• Objetivo do exercício:
Reproduza na íntegra, sem nenhuma alteração, o texto a seguir sobre o interesse da terceira idade pelos games.
··· Trecho selecionado ···
Não é de hoje que a tecnologia deixou de ser um hobby exclusivo dos jovens. Sessentões, setentões, oitentões — ou até mais do que isso — representam fatias relevantes do consumo de produtos eletrônicos e recebem atenção crescente da indústria, que desenvolve estratégias específicas para despertar o interesse desse público. Foi assim com os smartphones, e-readers, tablets e outros gadgets. Agora, a nova fronteira da digitalização que a turma grisalha está desbravando é ainda mais ousada: o mundo dos games.
O setor cresce em ritmo acelerado em todas as faixas etárias, fenômeno que ganhou impulso com o isolamento social imposto pela pandemia. Em 2021, o valor movimentado pela indústria de videogames superou os 300 bilhões de dólares, mais do que os mercados de música e cinema combinados, segundo a consultoria Accenture. O mundo tem 2,7 bilhões de gamers e o número deverá chegar a 3,1 bilhões até 2024. A surpresa vem agora: parte significativa desse público será composta de pessoas da terceira idade.
··· Seção de dados ···
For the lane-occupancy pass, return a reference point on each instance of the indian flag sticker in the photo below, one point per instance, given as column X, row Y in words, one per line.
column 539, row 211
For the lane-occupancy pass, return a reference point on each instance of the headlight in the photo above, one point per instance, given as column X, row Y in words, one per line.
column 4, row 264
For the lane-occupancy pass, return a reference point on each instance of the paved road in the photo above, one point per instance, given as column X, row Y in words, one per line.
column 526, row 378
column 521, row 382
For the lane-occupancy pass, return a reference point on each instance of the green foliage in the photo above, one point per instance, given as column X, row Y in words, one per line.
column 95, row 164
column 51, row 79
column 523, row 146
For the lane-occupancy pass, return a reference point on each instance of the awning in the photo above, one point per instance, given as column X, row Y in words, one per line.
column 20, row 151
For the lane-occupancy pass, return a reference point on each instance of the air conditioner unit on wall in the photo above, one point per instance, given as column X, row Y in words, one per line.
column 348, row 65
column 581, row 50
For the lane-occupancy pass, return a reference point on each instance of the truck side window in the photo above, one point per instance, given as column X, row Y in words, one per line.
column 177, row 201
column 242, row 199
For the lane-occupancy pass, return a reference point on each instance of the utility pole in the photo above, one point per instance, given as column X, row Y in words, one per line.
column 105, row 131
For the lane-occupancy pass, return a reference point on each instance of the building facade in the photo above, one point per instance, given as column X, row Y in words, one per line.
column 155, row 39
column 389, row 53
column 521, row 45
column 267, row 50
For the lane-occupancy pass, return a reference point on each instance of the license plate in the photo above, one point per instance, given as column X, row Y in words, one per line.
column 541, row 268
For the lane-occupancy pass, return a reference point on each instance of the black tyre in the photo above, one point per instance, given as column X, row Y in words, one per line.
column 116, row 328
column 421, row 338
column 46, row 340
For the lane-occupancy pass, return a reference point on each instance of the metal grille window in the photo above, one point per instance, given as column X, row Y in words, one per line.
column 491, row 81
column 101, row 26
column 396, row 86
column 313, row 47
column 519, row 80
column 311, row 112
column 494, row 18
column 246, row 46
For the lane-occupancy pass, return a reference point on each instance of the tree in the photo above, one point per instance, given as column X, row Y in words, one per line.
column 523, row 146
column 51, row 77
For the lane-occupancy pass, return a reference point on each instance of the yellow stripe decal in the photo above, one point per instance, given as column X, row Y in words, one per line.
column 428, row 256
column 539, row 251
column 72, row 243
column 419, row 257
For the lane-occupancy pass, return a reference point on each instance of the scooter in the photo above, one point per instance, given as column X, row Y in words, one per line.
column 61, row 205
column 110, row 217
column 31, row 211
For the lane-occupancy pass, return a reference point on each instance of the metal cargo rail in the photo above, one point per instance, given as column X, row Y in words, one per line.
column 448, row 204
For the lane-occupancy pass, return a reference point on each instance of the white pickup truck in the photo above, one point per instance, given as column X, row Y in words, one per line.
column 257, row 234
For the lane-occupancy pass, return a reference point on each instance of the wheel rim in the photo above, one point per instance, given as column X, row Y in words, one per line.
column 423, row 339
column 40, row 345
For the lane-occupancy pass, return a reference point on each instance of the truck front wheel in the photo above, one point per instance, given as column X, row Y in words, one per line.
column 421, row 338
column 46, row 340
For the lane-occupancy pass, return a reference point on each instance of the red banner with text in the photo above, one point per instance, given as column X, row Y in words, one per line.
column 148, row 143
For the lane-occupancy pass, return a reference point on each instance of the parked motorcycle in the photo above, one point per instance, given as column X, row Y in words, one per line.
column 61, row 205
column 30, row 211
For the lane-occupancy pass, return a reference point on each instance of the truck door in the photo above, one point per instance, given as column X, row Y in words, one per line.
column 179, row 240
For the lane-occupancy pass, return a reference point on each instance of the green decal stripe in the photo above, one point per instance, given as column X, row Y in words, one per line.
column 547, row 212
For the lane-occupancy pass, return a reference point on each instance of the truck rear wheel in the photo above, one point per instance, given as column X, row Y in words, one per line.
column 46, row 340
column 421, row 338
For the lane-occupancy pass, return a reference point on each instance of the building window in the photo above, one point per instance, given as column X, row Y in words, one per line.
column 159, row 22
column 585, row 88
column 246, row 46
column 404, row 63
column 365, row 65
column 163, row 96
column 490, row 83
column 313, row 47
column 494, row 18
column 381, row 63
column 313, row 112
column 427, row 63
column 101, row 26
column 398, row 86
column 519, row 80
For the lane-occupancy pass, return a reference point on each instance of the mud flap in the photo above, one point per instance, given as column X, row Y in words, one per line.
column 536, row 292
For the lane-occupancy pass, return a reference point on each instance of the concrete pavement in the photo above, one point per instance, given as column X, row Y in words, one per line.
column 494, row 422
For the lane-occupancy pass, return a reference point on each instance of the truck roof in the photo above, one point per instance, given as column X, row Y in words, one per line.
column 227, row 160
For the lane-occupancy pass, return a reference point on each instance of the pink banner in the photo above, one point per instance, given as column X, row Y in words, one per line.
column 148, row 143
···
• Sua resposta:
Não é de hoje que a tecnologia deixou de ser um hobby exclusivo dos jovens. Sessentões, setentões, oitentões — ou até mais do que isso — representam fatias relevantes do consumo de produtos eletrônicos e recebem atenção crescente da indústria, que desenvolve estratégias específicas para despertar o interesse desse público. Foi assim com os smartphones, e-readers, tablets e outros gadgets. Agora, a nova fronteira da digitalização que a turma grisalha está desbravando é ainda mais ousada: o mundo dos games.
O setor cresce em ritmo acelerado em todas as faixas etárias, fenômeno que ganhou impulso com o isolamento social imposto pela pandemia. Em 2021, o valor movimentado pela indústria de videogames superou os 300 bilhões de dólares, mais do que os mercados de música e cinema combinados, segundo a consultoria Accenture. O mundo tem 2,7 bilhões de gamers e o número deverá chegar a 3,1 bilhões até 2024. A surpresa vem agora: parte significativa desse público será composta de pessoas da terceira idade.